[START OF LISTED RECORDS]
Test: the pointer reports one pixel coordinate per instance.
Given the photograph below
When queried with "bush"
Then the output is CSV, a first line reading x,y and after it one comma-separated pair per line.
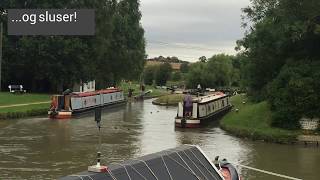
x,y
176,76
294,94
163,74
149,74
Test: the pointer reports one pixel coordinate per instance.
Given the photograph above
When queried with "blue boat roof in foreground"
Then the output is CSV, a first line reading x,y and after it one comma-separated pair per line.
x,y
182,163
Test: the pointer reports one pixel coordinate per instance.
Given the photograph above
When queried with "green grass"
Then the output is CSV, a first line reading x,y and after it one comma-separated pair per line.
x,y
25,108
171,99
253,120
7,98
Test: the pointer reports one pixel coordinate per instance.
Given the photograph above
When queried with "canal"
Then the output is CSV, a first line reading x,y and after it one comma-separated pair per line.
x,y
40,148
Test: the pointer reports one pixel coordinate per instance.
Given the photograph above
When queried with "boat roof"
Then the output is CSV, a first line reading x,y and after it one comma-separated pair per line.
x,y
184,162
103,91
210,97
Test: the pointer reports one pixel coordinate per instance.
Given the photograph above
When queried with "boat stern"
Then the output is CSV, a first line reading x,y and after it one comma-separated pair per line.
x,y
183,122
60,114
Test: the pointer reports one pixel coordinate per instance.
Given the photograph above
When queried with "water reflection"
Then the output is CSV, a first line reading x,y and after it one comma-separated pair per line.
x,y
40,148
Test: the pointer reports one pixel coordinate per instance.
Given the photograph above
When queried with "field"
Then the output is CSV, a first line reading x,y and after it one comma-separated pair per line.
x,y
21,105
253,120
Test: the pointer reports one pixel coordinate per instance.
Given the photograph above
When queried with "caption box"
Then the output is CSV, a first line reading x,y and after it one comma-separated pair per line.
x,y
51,22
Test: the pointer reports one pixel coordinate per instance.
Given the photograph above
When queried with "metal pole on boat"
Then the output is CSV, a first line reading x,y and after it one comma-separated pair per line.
x,y
1,32
98,167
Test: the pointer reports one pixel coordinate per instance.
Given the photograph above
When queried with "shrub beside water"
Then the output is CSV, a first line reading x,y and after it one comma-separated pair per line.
x,y
28,113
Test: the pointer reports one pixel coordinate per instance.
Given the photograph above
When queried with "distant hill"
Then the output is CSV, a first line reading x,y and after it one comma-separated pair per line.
x,y
168,59
174,62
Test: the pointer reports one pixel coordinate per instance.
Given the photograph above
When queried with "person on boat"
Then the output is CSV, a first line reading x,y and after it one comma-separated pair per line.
x,y
187,104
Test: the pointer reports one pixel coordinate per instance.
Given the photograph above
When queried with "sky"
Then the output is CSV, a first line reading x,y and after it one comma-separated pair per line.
x,y
189,29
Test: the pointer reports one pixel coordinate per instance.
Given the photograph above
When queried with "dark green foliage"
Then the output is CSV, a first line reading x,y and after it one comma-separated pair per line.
x,y
295,93
218,71
281,30
184,68
54,63
176,76
163,74
279,59
149,74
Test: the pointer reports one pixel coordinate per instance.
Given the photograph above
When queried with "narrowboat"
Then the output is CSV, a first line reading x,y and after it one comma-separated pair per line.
x,y
66,105
201,109
187,162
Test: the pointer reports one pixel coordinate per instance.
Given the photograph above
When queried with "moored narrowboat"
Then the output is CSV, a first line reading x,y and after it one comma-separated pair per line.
x,y
194,111
187,162
66,105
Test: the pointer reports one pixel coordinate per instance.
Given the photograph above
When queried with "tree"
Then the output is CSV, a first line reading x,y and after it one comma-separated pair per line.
x,y
163,74
176,76
203,59
281,57
281,30
294,93
184,67
149,74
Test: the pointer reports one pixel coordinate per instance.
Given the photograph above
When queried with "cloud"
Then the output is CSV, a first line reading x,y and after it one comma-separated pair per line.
x,y
211,24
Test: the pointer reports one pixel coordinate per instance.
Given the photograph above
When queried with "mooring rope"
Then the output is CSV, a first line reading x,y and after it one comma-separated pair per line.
x,y
264,171
267,172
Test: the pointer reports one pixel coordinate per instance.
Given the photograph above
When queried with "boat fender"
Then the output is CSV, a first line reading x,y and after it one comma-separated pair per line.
x,y
233,172
183,122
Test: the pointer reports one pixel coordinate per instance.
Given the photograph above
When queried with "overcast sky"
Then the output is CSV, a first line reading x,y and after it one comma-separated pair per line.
x,y
189,29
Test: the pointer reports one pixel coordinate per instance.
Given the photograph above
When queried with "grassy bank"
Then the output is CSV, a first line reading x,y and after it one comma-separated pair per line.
x,y
169,100
23,105
136,87
253,121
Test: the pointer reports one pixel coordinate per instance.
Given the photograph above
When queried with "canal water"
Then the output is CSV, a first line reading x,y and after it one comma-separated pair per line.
x,y
40,148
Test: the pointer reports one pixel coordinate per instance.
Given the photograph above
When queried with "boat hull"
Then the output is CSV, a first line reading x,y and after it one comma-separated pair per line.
x,y
185,122
70,114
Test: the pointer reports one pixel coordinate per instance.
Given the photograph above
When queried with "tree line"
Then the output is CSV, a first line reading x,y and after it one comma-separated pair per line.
x,y
54,63
281,57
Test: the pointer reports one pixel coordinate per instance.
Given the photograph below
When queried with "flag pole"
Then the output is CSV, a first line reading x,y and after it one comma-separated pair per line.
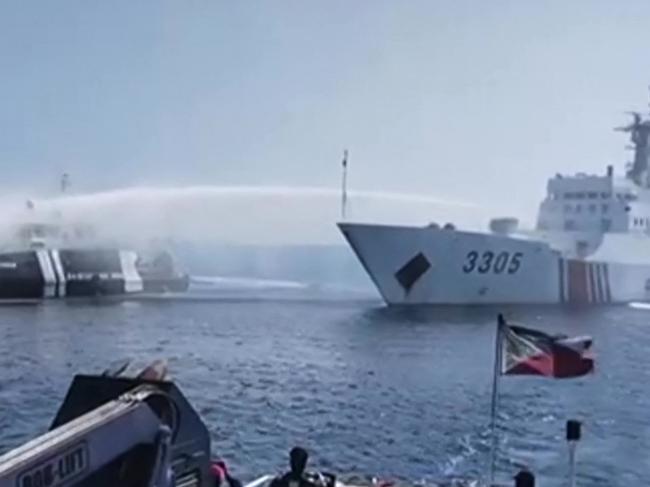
x,y
495,397
344,184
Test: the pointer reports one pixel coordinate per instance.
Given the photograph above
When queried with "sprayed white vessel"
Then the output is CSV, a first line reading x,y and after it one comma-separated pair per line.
x,y
591,245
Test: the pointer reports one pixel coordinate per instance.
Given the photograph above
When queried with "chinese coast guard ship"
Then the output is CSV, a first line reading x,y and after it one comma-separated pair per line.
x,y
48,260
591,245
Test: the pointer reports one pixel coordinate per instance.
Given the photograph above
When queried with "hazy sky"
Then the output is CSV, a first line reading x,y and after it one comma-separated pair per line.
x,y
475,101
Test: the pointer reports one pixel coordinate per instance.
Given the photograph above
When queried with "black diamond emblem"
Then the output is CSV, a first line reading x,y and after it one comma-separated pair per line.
x,y
410,272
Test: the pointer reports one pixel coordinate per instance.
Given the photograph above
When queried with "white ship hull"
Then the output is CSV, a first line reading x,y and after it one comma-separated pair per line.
x,y
426,265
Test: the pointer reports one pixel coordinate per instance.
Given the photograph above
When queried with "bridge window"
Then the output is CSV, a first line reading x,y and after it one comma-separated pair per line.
x,y
606,224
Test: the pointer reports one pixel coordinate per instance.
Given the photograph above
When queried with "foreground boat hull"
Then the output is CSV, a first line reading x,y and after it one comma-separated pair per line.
x,y
411,265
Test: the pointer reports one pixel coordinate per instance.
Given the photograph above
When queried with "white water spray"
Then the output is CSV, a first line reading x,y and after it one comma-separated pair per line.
x,y
268,215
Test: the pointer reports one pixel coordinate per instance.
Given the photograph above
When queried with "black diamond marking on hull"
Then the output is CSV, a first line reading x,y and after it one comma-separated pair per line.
x,y
410,272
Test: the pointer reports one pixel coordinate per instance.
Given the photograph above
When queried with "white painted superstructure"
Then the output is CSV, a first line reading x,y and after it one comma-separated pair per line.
x,y
591,245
[END OF LISTED RECORDS]
WRITTEN REQUEST:
Copy the material above in full and exactly, skipping pictures.

WORKED SOLUTION:
Test: the pointer reports one pixel coordinate per instance.
Given the photograph below
When queried with "bush"
Then the output is CSV, a first line reading x,y and after it one comma-separated pair per line.
x,y
176,76
294,94
163,74
149,74
Test: the pointer reports one pixel coordinate per instance.
Given the photograph above
When queried with "blue boat roof in foreground"
Then the output is CSV, a first line reading x,y and after it one comma-separated pair per line.
x,y
182,163
Test: the pointer reports one pixel coordinate per instance.
Given the photograph above
When queried with "green grass"
Then the output is CSV, a first line reading x,y and after it one comma-separated pair per line.
x,y
25,108
171,99
253,120
7,98
Test: the pointer reports one pixel coordinate per instance.
Given the photograph above
When queried with "canal"
Then the output is CSV, a first line reading x,y and after it one comma-separated pair per line.
x,y
40,148
Test: the pointer reports one pixel coordinate per instance.
Given the photograph above
When queried with "boat roof"
Then the output is CSV, a first line reading x,y and after it one comma-separated pair per line.
x,y
184,162
103,91
210,97
Test: the pointer reports one pixel coordinate per instance.
Given the photograph above
When queried with "boat stern"
Then the output is CSV, a first line reading x,y and after it one comma-separated pair per line.
x,y
183,122
60,114
Test: the pointer reports one pixel coordinate per instance.
Given the photograph above
When queried with "water reflection"
Then the output is CSV, a first line reading x,y and after it one comma-separated pair per line.
x,y
40,148
Test: the pointer reports one pixel coordinate per instance.
Given the photograph above
When queried with "field"
Then the output is CSV, a first line reading x,y and after it one comma-separated pair per line.
x,y
21,105
253,120
Test: the pointer reports one pixel coordinate per instance.
Given the photograph above
When queried with "caption box"
Then the output is CSV, a first line reading x,y and after it one comma-separated pair per line.
x,y
51,22
Test: the pointer reports one pixel coordinate per instance.
Given the photograph above
When queried with "metal pole on boat"
Then the output is CSV, a first line reading x,y and after it one comma-separated pair per line.
x,y
1,32
98,167
Test: the pointer reports one pixel coordinate per instance.
Given the photograph above
When queried with "shrub beside water"
Then the output is CSV, a first line reading x,y and after it one comma-separated pair per line.
x,y
28,113
Test: the pointer reports one pixel coordinate per instance.
Given the photograph above
When queried with "distant hill"
Then the output is CSV, a first line reading x,y and after it one comma-separated pair per line.
x,y
168,59
174,62
Test: the pointer reports one pixel coordinate per instance.
Given the photograph above
When queried with "person on boat"
Then the output is CSV, a first line reading x,y and after it one comma-separated pair per line.
x,y
187,104
Test: the pointer reports one pixel coordinate per instance.
Given the photograph above
When queried with "sky"
Then the output is CSV, a first line reading x,y and after it one comma-separated pair per line.
x,y
189,29
Test: the pointer reports one pixel coordinate per instance.
Given the photograph above
When queried with "dark green foliage"
Then the output is CSV, a first line reading x,y and after it one comma-separated pair per line.
x,y
295,93
218,71
281,30
184,68
54,63
176,76
163,74
279,59
149,74
Test: the pointer reports one pixel coordinate per instance.
Given the photograph above
When queried with "narrowboat"
Then the output is CSV, a first line reading x,y and after it one comma-separated pair per line.
x,y
66,105
201,109
187,162
Test: the pointer reports one pixel coordinate per instance.
Given the photograph above
When queried with "moored narrowboat"
Then the output is CSV, a first line reading x,y and after it one comma-separated pair per line.
x,y
194,111
187,162
66,105
Test: the pointer reports one pixel coordinate per instance.
Given the photograph above
When queried with "tree"
Then the output is CSV, a first line reading x,y and after it one comma-separated pair per line.
x,y
163,74
176,76
203,59
281,57
281,30
294,93
184,67
149,74
Test: the pointer reports one pixel coordinate per instance.
Given the photograph above
When queried with "cloud"
Then the output is CSV, a first line reading x,y and after it one comma-separated pair per line.
x,y
211,24
Test: the pointer reports one pixel coordinate per instance.
Given the photograph above
When queried with "mooring rope"
Then the output is CSV, a first line reading x,y and after it one comma-separated pair per line.
x,y
264,171
267,172
Test: the pointer reports one pixel coordinate per instance.
Given the photograph above
When queried with "boat fender"
Then the output is CSV, a first line reading x,y and after it one comma-separated pair per line.
x,y
233,172
183,122
Test: the pointer reports one pixel coordinate per instance.
Given the photograph above
When queried with "overcast sky"
Then the output is CSV, a first line reading x,y and after it one comma-separated pair per line.
x,y
189,29
Test: the pointer reports one pixel coordinate per instance.
Given the photograph above
When queried with "grassy bank"
Then the output is CSV, a first line reading x,y and after it one comma-separated pair per line.
x,y
169,100
23,105
136,87
253,121
Test: the pointer reports one pixel coordinate per instance.
Given the photograph above
When queried with "canal water"
Then the output is CSV, a first line reading x,y and after it one comma-separated pair per line.
x,y
40,148
Test: the pointer reports one pixel coordinate per instance.
Given the photograph above
When queried with "boat hull"
Then the output is CSV, a first line reading x,y and after it one comma-separated pair per line.
x,y
185,122
70,114
Test: the pointer reports one pixel coordinate per instance.
Given the photograph above
When queried with "tree line"
Then the output is CSV, a first line reading x,y and after it one comma-separated pair per line.
x,y
54,63
281,57
Test: the pointer reports one pixel coordinate per instance.
Given the photograph below
When queried with "flag pole"
Then the output is CSV, a first line reading x,y and after it one comma-separated pair per line.
x,y
495,397
344,184
Test: the pointer reports one pixel coordinate per instance.
Given the photograph above
When queried with "sprayed white vessel"
Then the output is CSV, a first line reading x,y and after it one comma-separated pair per line.
x,y
591,245
Test: the pointer reports one pixel coordinate per instance.
Given the photograph above
When queried with "chinese coast guard ship"
Then the output is CSV, a first line reading x,y and after it one comma-separated pair per line.
x,y
48,260
591,245
Test: the pointer reports one pixel coordinate per instance.
Given the photograph above
When queried with "hazy sky"
Then the output is CSV, a first line reading x,y and after it one comma-separated pair per line.
x,y
475,101
Test: the pointer reports one pixel coordinate per instance.
Given the photograph above
When queried with "black diamond emblem"
Then the output is CSV, a first line reading x,y and after it one comma-separated pair per line.
x,y
410,272
Test: the pointer reports one pixel coordinate per instance.
Given the photograph above
When queried with "white ship hull"
Then the output is CSV, a first line reading x,y and after it one comma-separated pair per line.
x,y
426,265
Test: the pointer reports one pixel coordinate per instance.
Given the photograph above
When queried with "bridge window"
Then the output is CSV, a first line reading x,y and after it one comma-separated pair per line.
x,y
606,224
Test: the pointer reports one pixel coordinate per instance.
Given the photograph above
When queried with "foreground boat hull"
Then the output is CSV, a first line reading x,y and after it one comma-separated pair per line.
x,y
411,265
Test: the pointer reports one pixel coordinate per instance.
Given the photograph above
When queried with "white water spray"
Then the output is CSV, a first line reading x,y and after it one comma-separated pair per line.
x,y
268,215
Test: the pointer reports one pixel coordinate per instance.
Given the photograph above
When queried with "black diamond marking on hull"
Then the output is CSV, a first line reading x,y and after it one comma-separated pair per line.
x,y
410,272
Test: the pointer reports one pixel coordinate per instance.
Given the photograph above
When queried with "white painted superstructure"
Then the output is CSV, a first line reading x,y and after it one comma-separated pair per line.
x,y
591,245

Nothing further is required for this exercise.